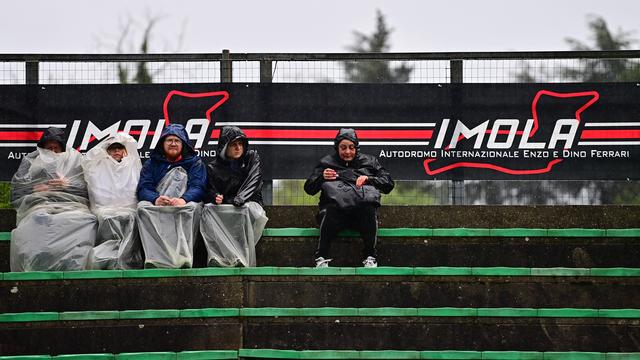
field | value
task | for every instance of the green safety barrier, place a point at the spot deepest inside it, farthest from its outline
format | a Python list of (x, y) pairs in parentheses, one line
[(343, 354), (448, 232), (318, 312), (331, 271)]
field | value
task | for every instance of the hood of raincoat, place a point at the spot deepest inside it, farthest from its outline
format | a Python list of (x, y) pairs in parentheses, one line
[(53, 134), (179, 131), (229, 134), (347, 134)]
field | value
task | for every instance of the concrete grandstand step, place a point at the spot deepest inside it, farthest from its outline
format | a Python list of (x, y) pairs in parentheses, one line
[(477, 329), (310, 287)]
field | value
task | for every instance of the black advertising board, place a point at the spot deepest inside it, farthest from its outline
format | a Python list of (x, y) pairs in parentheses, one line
[(419, 131)]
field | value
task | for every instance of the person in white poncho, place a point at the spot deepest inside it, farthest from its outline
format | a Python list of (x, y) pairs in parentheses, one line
[(112, 170), (55, 229)]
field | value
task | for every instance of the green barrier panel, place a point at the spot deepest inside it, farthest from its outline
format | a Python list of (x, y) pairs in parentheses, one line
[(385, 270), (560, 272), (387, 311), (149, 314), (442, 271), (450, 354), (390, 354), (405, 232), (619, 313), (448, 312), (512, 355), (576, 232), (634, 232), (519, 232), (92, 274), (151, 273), (33, 275), (500, 271), (507, 312), (268, 353), (568, 312), (147, 356), (29, 317), (89, 315), (329, 354), (85, 357), (454, 232), (615, 272), (207, 354), (213, 312), (212, 271), (574, 356)]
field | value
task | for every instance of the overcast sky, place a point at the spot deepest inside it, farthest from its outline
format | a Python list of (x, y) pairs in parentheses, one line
[(83, 26)]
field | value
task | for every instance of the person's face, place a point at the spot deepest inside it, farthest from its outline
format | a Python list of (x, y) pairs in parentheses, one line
[(235, 150), (172, 146), (346, 150), (117, 153), (53, 146)]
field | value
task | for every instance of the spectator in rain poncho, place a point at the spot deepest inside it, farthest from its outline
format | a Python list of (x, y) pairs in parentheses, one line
[(171, 187), (55, 229), (112, 169), (233, 218)]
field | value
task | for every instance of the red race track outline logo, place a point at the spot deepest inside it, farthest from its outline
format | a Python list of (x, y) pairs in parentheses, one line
[(534, 111)]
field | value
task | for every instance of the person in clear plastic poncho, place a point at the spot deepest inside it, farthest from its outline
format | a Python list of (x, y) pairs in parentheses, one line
[(171, 187), (233, 218), (55, 229), (112, 169)]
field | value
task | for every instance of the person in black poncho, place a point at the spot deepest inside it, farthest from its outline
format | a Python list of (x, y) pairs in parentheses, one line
[(349, 181), (233, 218)]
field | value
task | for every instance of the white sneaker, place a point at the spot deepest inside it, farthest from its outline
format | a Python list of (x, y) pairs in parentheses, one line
[(370, 261), (322, 262)]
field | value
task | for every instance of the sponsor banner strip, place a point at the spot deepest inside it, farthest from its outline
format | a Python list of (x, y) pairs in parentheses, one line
[(330, 134), (322, 124)]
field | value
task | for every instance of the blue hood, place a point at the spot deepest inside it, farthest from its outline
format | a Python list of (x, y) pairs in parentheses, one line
[(179, 131)]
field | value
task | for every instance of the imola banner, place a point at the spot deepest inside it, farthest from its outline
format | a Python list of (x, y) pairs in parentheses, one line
....
ACTION ITEM: Every record must be copied exactly, with images dropped from the result.

ANSWER FOR THE TASK:
field | value
task | for every instance of the green safety barrier, place a point at the spot deepest inside it, farthest from its outline
format | a Python list of (x, y) pairs in parentheses, one line
[(343, 354), (448, 232), (318, 312), (331, 271)]
field | value
task | for every instance of the hood of raincoat, place a point at the spot deepest inside it, farthest from its outline
format | a Python list of (x, y) pairs in parentheses, one line
[(53, 134), (179, 131), (229, 134), (347, 134)]
field | value
task | for every instance of the concrete grandstand step, place a point at the spot deepest inside it, farthest from its outline
format | a Python list of (x, y) pairs in parentheses, one line
[(477, 329), (310, 287)]
field | value
task | for every instance of the black advertising board, place a point at the spot deepest inside it, farthest from its outline
format | a Python list of (x, y) pairs in parentheses, one line
[(419, 131)]
field | value
task | for every instance of the person in white poncho, place a point at the spot deepest inside it, farthest from its outline
format | a Python list of (x, y) pairs in parentheses, one line
[(112, 170), (55, 229)]
field | value
task | for every instance of the green barrier panel, place a point at the spot deepest inside it, farthest from its outline
format | a Python list of (x, y) pairs in parentheses, one line
[(385, 270), (560, 272), (387, 311), (149, 314), (442, 271), (450, 354), (390, 354), (405, 232), (619, 313), (448, 312), (512, 355), (576, 232), (634, 232), (519, 232), (92, 274), (151, 273), (33, 275), (500, 271), (507, 312), (268, 353), (568, 312), (147, 356), (29, 317), (89, 315), (329, 354), (85, 357), (454, 232), (615, 272), (207, 354), (213, 312), (212, 271), (574, 356)]
field | value
task | for every instance of the overcast sky, place a point at the spot deepest inside it, farthest from its outline
format | a Python list of (x, y) pairs in parentheses, one line
[(83, 26)]
field | value
task | for every instance of the person's face, place a point at the spot deepest inside it, farthest from its outline
format | a Python list of (x, y) pairs in parentheses, one line
[(235, 150), (172, 146), (346, 150), (117, 153), (53, 146)]
field | value
task | for every instance of the spectator in rain poncho, place a point at the spot deepest inside it, farthest from its outline
format | a Python list of (x, y) pairs in parentheses, one line
[(171, 187), (55, 229), (112, 169), (233, 218)]
field | value
task | for every instance of the red race track outline logo, place a point at the spot deepest inside it, farthest from its outline
format | a Python list of (x, y) pairs in parentheses, one line
[(534, 111)]
field | value
task | for every instance of the person in clear plastic poncho, place a point at the spot deepest inside it, farthest from its outline
format | a Python list of (x, y) pairs in parentheses, one line
[(171, 187), (233, 218), (55, 229), (112, 169)]
field | value
task | for every instance of the person in black poncho, place a point at the spot deepest inside it, farthest from its outline
format | a Python list of (x, y) pairs in parentheses, one line
[(349, 181), (233, 218)]
field | value
task | for every instance of the white sneaker, place a point at the spot deepest inside it, farthest from its outline
format | a Python list of (x, y) pairs in parentheses, one line
[(370, 261), (322, 262)]
field | value
task | for every instance of the sponsor banner strip, place a point at the spot deepest inside it, farthest from its outline
format | a Python list of (x, y) pairs in parentheses, one line
[(330, 134), (322, 124)]
field | value
task | for every instance of the blue hood, place a point at the spot deepest inside it, farthest from its outline
format | a Python list of (x, y) pairs in parentheses, one line
[(179, 131)]
field | value
task | for every instance of the imola banner, place a point at the spot deepest inside it, farthest from its outline
format | a Python list of (x, y) pairs in parentheses, one line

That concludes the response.